**DATA FOR THE TASK**
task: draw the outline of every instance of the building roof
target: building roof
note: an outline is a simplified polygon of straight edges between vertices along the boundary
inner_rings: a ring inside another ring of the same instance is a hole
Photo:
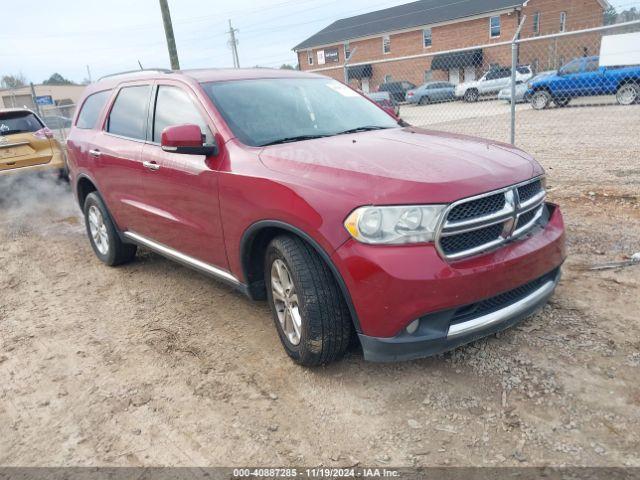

**INSTRUCTION**
Can you set down every line of the material above word for word, with the pictures left out?

**ANSWER TO THIS EXERCISE**
task: draw the outline of every instance of the building roof
target: building roof
note: an outline is a simplified polygon of straight edges between vertices along the boundary
inner_rings: a ring inside another ring of the same instance is a hole
Photo:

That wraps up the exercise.